Continue the Blood Diamond film review from its last sentence.

Text shown -
++++++
Saturday, December 30, 2006

BLOOD DIAMOND

"I like to get kissed before I get fucked."

There is no doubt about it any more, Leonardo DiCaprio can act. His straight man to Daniel Day-Lewis's twisted villain in GANGS OF NEW YORK was the beginning of his ascension to the upper echelon of today's elite group of young actors, and with his larger-than-life turn as Howard Hughes in THE AVIATOR and his implosively amazing (Oscar-worthy, in my opinion) turn as Billy Costigan in this year's best film, THE DEPARTED, Leo has really proven himself. He can now add BLOOD DIAMOND as another notch to his impressive docket.

In BLOOD DIAMOND he is Danny Archer, a mercenary who runs conflict diamonds out of Africa in the late-90s. He begins to use a local fisherman, Solomon Vandy (Djimon Hounsou), offering him the chance to find his rebel-kidnapped family in exchange for a priceless diamond. Well, actually far from priceless (expensive enough to get Archer out of Africa for good).

The film has a pretty solid plot. It offers the oppurtunity for a great action movie as well as a very convincing message. The 140-minute running time hurts both of these concepts though. While many action sequences are staged and delivered brilliantly with a ferocious bite, they are mostly in the first half. The second act sees the message weighing the movie down: the blood diamond industry is huge and nobody wants to really help the problem.
++++++
Annotated photo localization data:
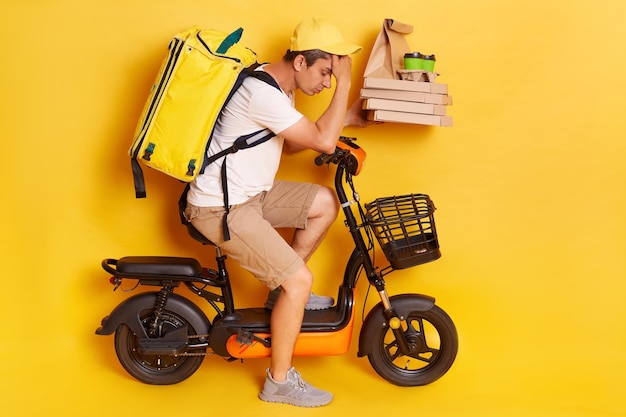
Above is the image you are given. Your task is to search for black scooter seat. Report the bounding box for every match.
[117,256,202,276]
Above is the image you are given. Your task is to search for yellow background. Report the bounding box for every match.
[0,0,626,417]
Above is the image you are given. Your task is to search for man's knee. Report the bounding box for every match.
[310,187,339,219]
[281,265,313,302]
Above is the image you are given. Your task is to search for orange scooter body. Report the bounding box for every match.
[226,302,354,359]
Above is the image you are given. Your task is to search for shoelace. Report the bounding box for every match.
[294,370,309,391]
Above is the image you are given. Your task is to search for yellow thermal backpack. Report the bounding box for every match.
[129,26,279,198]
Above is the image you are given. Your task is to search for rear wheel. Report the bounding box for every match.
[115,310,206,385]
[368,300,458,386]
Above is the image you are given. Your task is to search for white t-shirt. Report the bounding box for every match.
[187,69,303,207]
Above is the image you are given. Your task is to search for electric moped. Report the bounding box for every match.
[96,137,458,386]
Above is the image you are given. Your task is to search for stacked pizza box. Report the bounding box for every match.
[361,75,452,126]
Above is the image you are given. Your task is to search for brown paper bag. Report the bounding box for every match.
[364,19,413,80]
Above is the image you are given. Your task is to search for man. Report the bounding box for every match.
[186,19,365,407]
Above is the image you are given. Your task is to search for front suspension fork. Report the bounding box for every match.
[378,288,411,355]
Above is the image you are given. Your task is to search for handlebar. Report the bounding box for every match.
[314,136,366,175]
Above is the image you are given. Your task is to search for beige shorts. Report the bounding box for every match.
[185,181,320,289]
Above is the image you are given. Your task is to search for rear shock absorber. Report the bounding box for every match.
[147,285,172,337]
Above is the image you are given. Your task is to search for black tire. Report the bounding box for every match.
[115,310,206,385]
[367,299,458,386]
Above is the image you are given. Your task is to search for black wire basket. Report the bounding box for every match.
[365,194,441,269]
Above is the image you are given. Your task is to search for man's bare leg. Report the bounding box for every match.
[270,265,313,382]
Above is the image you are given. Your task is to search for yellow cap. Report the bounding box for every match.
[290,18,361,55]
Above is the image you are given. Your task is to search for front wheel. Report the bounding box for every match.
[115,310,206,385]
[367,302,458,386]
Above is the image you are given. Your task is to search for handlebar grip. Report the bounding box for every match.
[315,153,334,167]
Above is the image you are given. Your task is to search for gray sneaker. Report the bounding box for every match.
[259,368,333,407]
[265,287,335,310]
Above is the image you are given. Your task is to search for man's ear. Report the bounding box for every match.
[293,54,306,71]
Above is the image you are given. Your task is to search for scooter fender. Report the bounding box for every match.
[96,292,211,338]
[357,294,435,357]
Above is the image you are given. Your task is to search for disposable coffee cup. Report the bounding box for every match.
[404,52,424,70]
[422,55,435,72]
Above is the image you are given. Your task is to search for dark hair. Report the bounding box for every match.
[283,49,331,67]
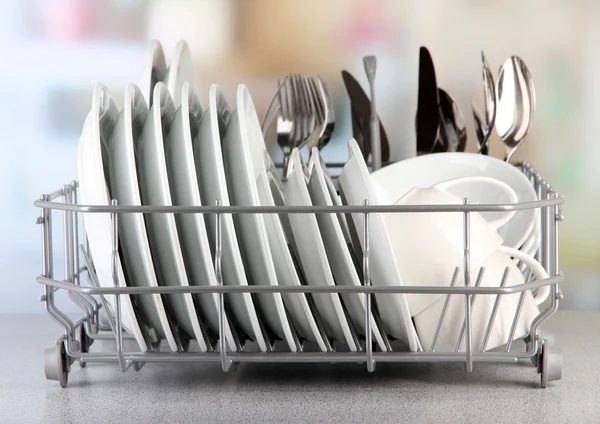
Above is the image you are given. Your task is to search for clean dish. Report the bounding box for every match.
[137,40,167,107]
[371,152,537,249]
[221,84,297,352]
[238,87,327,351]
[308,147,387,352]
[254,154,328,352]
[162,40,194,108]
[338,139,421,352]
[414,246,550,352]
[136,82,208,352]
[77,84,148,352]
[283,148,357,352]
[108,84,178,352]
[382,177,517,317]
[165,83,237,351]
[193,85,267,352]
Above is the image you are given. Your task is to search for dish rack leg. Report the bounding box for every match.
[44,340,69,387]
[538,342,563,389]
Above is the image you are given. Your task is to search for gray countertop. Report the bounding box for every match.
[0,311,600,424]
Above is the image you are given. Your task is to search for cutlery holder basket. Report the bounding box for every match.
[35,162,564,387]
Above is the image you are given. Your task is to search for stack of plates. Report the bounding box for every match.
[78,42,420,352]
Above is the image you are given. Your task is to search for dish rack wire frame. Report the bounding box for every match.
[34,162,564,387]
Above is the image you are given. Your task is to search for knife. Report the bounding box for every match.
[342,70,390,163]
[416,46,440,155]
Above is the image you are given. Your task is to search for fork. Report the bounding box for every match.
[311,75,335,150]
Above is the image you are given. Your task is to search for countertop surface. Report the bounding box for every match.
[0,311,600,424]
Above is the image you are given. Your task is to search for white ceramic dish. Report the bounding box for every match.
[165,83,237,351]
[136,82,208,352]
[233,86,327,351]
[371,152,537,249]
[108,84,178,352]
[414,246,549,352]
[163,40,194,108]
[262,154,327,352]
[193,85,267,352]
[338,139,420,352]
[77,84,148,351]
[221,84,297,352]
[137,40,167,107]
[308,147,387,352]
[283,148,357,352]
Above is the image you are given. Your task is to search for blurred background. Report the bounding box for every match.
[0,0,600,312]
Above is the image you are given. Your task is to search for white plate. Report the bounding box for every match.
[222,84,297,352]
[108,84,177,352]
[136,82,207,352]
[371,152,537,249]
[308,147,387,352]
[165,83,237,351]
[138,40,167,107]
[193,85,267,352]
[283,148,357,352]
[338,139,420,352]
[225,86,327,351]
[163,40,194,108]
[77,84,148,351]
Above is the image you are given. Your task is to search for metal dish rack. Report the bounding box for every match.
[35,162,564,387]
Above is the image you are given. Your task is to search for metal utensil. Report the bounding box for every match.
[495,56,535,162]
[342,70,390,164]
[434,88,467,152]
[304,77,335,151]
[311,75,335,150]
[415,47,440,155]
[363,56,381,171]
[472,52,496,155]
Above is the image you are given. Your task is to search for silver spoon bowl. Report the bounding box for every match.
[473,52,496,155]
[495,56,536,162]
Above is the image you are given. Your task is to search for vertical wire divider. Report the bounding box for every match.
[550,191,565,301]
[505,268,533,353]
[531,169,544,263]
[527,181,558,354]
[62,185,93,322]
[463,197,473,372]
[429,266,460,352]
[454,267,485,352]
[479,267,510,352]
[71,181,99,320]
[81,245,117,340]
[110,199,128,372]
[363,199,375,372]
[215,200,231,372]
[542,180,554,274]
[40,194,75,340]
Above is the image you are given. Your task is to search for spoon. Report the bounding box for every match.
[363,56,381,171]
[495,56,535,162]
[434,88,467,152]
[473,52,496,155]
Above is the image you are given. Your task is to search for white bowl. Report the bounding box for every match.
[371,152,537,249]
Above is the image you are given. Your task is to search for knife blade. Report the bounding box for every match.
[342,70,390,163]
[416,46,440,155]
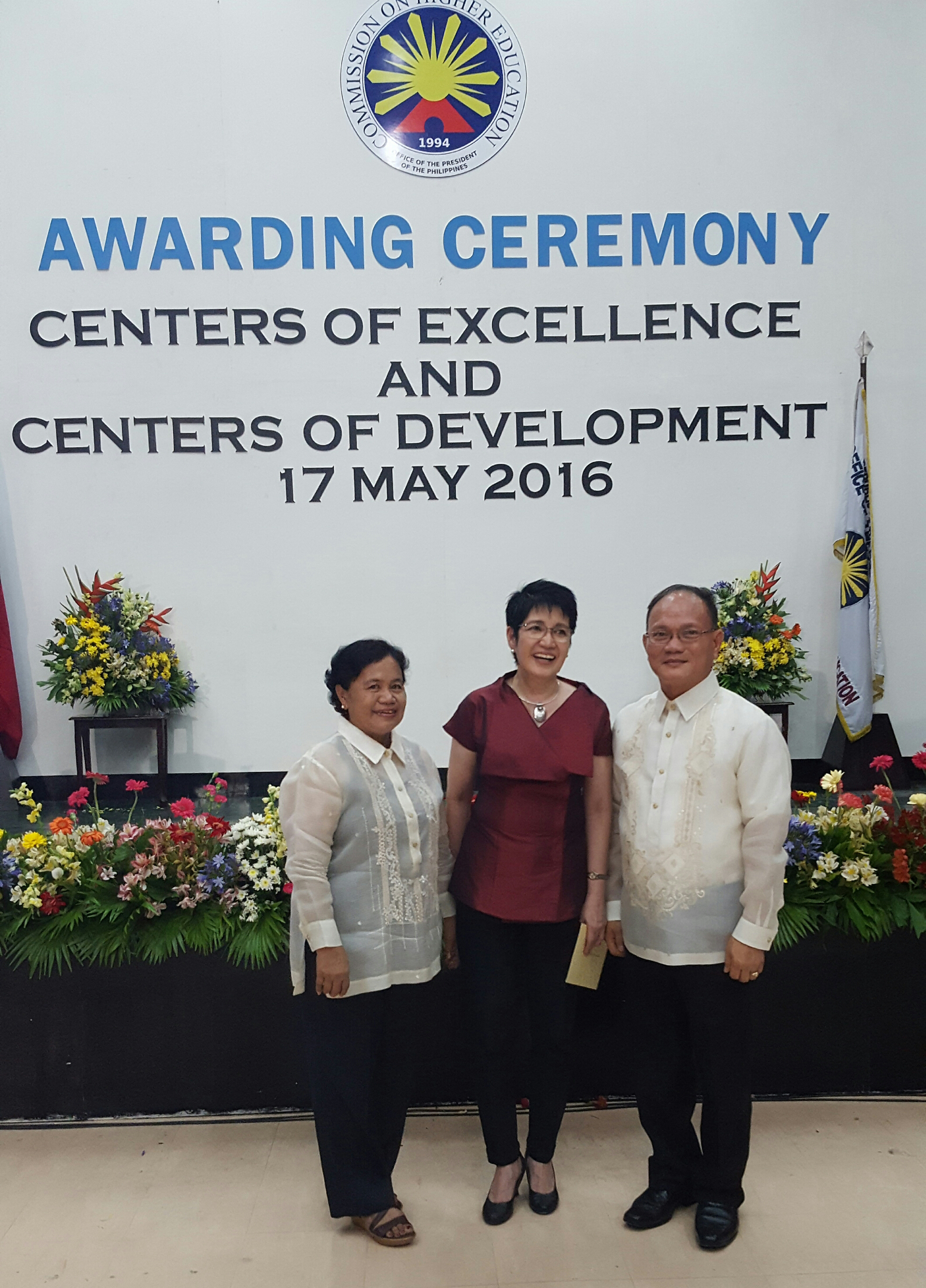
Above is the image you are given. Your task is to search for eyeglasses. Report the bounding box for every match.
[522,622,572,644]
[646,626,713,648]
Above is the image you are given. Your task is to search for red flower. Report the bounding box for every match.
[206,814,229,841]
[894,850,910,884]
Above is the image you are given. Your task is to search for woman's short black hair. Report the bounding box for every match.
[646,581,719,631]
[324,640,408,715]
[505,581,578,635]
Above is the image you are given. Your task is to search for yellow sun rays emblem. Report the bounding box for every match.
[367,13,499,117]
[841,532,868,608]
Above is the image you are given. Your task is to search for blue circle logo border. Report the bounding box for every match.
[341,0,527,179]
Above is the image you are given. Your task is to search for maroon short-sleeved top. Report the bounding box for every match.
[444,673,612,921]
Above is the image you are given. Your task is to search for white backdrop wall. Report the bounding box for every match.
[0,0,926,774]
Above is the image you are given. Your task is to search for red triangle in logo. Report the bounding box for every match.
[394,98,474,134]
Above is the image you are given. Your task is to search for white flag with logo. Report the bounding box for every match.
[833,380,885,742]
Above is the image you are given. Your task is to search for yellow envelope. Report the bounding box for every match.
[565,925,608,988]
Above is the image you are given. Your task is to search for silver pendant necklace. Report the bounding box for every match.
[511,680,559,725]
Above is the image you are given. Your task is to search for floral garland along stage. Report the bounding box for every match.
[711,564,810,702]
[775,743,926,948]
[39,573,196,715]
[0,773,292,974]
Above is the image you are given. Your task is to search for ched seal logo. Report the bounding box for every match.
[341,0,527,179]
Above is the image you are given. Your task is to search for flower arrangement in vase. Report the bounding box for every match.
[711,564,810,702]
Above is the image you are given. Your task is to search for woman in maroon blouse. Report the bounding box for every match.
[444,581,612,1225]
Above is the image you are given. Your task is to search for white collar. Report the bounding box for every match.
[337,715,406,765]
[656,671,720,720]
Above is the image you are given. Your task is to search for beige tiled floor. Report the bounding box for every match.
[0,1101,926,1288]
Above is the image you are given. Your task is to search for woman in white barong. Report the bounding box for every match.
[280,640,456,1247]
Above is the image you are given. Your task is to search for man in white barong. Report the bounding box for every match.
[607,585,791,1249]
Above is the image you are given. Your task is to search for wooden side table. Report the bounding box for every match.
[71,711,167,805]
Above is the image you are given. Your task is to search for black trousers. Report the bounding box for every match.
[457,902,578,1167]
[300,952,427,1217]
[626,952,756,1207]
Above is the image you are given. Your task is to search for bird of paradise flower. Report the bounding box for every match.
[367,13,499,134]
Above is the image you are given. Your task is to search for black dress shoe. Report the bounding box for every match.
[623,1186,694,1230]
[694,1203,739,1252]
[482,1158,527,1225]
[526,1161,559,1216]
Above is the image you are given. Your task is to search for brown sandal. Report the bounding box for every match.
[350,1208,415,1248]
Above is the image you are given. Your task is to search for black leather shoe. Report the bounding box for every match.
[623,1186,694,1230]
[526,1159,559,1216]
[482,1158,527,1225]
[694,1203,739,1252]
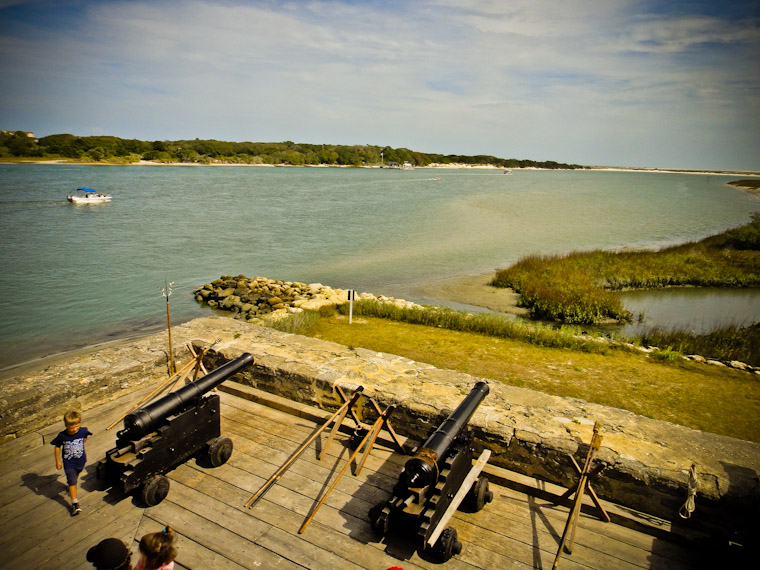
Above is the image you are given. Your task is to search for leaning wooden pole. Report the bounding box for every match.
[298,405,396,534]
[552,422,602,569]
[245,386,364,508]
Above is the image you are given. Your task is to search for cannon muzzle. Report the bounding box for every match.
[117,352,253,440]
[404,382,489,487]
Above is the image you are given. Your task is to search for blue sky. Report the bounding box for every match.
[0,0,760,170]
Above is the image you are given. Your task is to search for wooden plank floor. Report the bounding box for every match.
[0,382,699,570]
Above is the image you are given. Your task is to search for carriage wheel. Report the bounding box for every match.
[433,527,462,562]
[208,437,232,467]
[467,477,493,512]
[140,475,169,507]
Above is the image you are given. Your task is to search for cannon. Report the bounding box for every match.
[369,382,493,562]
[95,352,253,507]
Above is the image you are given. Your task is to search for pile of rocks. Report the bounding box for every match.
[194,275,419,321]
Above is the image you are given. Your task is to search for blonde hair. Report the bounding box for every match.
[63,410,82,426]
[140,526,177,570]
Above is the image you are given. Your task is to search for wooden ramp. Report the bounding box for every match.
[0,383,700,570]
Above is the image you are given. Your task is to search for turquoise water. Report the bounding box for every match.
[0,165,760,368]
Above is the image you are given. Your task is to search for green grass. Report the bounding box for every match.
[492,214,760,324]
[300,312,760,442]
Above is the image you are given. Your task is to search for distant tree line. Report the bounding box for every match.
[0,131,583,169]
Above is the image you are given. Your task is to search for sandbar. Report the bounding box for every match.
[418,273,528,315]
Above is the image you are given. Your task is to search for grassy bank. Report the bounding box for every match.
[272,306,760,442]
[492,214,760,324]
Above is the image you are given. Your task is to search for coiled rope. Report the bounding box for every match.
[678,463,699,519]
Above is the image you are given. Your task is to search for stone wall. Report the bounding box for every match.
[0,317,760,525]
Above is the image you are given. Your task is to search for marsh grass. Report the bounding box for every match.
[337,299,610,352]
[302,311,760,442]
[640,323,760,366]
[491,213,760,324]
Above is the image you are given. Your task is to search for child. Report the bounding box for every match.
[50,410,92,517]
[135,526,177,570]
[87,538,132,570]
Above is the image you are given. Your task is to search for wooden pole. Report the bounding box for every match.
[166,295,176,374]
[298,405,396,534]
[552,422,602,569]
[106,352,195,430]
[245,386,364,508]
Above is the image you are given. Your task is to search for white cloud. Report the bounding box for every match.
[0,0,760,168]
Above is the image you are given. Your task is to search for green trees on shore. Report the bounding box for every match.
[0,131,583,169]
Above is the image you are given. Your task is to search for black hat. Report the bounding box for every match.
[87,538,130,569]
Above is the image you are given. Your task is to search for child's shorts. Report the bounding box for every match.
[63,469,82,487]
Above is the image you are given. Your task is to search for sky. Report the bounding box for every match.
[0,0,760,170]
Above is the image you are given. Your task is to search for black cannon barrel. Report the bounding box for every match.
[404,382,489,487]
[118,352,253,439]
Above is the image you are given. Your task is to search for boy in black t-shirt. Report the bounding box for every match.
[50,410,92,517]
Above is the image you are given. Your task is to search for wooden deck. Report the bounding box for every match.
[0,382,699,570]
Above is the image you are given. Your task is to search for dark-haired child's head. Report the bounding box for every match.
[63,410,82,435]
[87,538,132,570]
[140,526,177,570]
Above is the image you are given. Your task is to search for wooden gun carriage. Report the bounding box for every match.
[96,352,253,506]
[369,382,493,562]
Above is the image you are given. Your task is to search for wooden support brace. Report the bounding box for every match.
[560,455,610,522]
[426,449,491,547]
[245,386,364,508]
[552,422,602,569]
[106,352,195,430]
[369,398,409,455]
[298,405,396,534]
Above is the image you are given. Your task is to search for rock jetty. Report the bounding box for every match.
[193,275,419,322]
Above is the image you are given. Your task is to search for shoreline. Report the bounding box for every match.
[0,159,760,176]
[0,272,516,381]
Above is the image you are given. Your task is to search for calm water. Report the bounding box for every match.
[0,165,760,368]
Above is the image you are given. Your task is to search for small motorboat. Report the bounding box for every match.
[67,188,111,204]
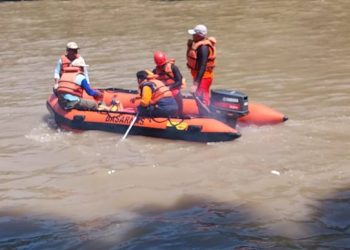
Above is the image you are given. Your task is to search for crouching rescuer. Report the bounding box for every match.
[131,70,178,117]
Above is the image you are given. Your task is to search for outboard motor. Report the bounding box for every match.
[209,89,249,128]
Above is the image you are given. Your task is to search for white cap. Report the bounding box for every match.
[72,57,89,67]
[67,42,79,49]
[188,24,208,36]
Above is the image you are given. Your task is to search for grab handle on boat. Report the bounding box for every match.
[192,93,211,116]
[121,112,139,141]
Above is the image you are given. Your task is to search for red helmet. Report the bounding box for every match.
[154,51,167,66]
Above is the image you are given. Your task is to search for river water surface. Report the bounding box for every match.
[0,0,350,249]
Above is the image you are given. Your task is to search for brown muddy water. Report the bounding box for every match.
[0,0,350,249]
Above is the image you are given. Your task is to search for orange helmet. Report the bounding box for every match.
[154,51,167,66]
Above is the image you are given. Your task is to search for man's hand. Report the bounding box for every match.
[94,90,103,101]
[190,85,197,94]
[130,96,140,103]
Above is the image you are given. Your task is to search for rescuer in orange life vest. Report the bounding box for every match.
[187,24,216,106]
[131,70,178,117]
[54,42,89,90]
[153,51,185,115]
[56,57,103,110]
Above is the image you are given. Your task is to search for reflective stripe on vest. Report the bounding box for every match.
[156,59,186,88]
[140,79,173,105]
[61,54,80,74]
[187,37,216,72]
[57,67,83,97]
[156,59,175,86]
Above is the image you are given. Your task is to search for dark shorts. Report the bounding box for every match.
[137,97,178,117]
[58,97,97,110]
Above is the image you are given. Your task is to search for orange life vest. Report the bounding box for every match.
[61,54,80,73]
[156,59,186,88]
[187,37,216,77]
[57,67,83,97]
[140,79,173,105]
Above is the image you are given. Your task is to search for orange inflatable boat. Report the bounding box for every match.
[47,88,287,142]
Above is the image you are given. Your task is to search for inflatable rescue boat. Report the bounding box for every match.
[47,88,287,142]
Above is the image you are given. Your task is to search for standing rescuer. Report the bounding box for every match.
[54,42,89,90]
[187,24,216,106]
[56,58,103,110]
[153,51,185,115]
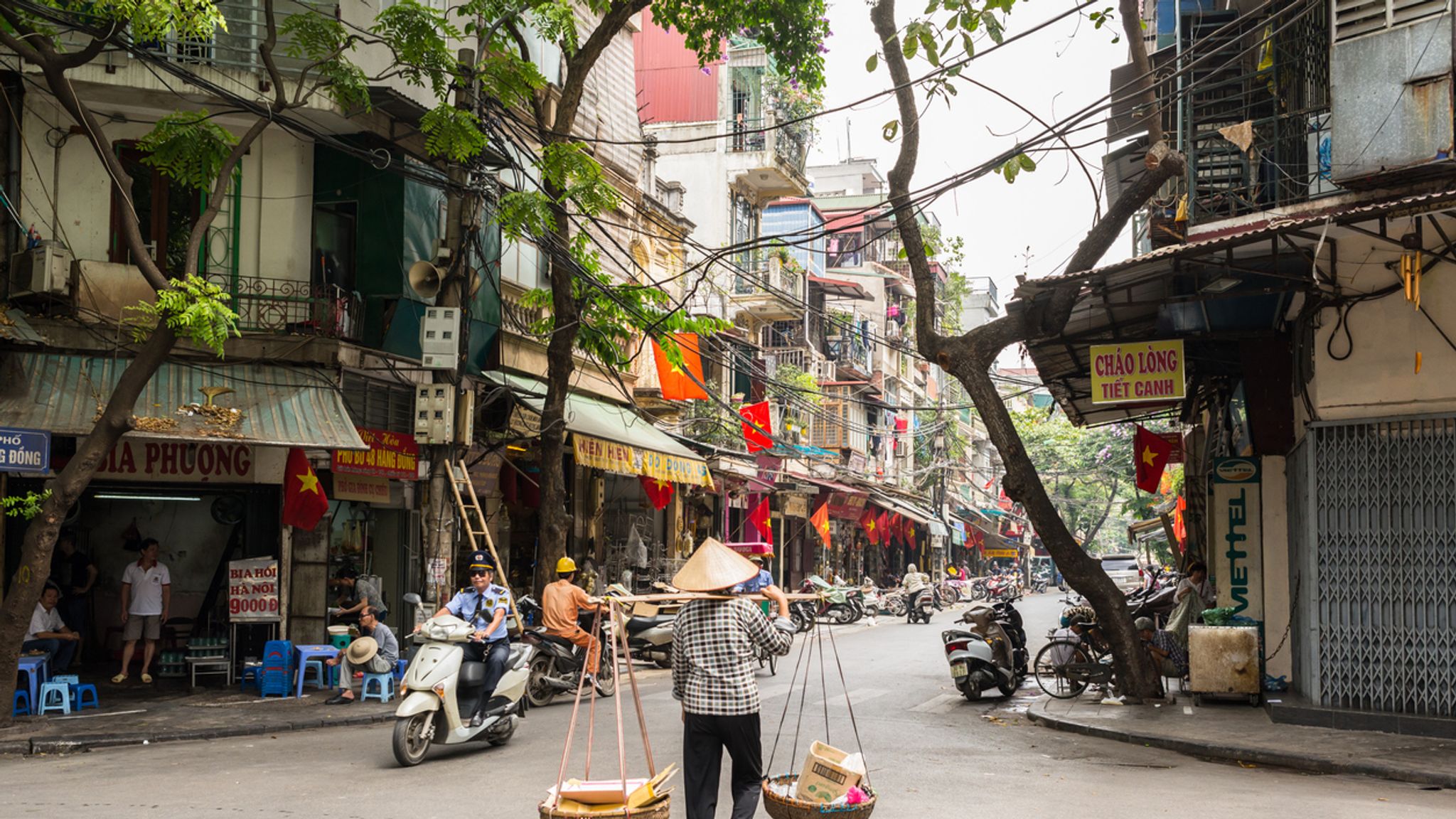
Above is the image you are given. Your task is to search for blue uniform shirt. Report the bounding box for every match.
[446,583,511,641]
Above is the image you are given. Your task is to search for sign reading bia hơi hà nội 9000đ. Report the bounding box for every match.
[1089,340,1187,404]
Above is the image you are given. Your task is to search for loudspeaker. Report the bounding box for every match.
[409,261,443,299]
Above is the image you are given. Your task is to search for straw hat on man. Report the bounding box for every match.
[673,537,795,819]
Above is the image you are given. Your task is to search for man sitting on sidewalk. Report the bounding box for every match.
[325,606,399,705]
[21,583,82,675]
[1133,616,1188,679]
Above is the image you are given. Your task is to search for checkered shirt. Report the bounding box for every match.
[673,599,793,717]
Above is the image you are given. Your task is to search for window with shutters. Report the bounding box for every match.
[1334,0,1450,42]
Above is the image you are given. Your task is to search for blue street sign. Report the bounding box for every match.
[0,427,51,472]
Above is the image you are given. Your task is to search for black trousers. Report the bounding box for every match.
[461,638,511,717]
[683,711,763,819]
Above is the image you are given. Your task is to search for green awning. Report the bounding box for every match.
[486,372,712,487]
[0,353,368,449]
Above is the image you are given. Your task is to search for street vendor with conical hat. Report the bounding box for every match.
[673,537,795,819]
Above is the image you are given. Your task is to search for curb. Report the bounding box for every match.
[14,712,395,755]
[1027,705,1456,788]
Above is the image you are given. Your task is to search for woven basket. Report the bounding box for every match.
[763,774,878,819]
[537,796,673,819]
++++++
Task response -
While it is formulaic in the same vein that THE LAST SAMURAI (director Edward Zwick's last movie) was, in the sense that the white man rushes to save the foreign (or black, in this case) man's troubles. The message is a bit repetitive and overcooked, but the film overall is saved by DiCaprio and Hounsou's performances. As Archer, DiCaprio is explosive, a man who faces danger often and whose formerly steel-clad morals are being melted by Vandy. Though it is another noble man-character for Hounsou, he plays the part with pent-up fury, a man who would journey across the world and give up eeverything for his son. Their explosive acting is the real reason to see this movie. Jennifer Connelly is also in it, as a journalist looking to exploit the tragedy of Sierra Leone in order to make a difference, but her character and her performance are pretty bland, and she has nothing on her counterparts.